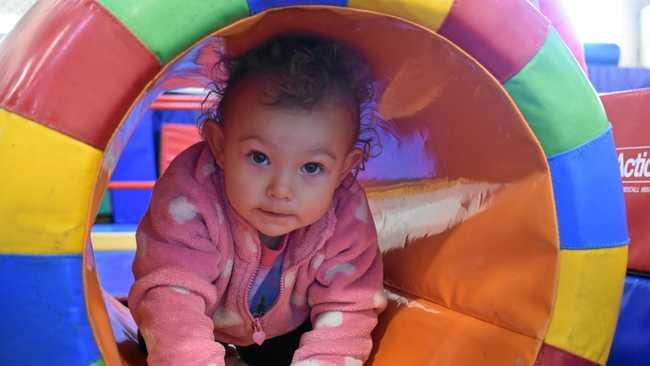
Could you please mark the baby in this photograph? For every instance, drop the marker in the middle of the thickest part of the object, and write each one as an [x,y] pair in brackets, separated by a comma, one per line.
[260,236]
★ ★ ★ ★ ★ ★ ★
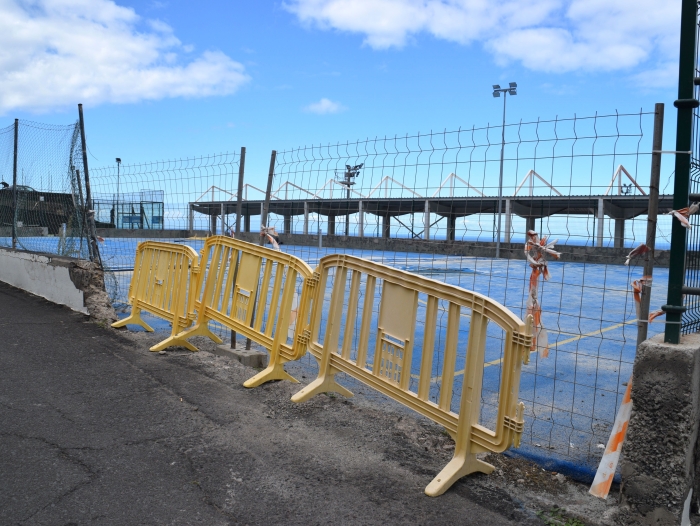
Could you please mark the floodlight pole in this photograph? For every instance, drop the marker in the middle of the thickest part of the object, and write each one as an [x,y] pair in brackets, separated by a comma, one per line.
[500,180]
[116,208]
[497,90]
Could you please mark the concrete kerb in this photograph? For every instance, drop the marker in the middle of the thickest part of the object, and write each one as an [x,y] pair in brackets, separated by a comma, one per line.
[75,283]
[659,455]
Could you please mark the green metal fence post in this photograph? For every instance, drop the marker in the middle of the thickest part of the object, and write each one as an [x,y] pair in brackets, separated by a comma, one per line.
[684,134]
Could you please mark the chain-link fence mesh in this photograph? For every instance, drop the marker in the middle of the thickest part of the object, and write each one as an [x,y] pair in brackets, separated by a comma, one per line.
★ ★ ★ ★ ★ ★ ★
Task objective -
In the listing above, locate the line containing "Could you please mark the green" and the line containing "Could you please mark the chain-link", then transcribe both and every line between them verbatim.

Worked solution -
Could you please mark the green metal fence post in this photograph? For every instance, drop the marker in the middle of the thickest part of the object, and write each one as an [x,y] pair in brackets, separated by a comma, one per line.
[684,134]
Could you please mark the chain-link fence mesh in this photograph? For every instance, drop the marker in the middle of the thickest part of the object, and write each one as an [x,y] pair in brackets, separated by a comma, one per line.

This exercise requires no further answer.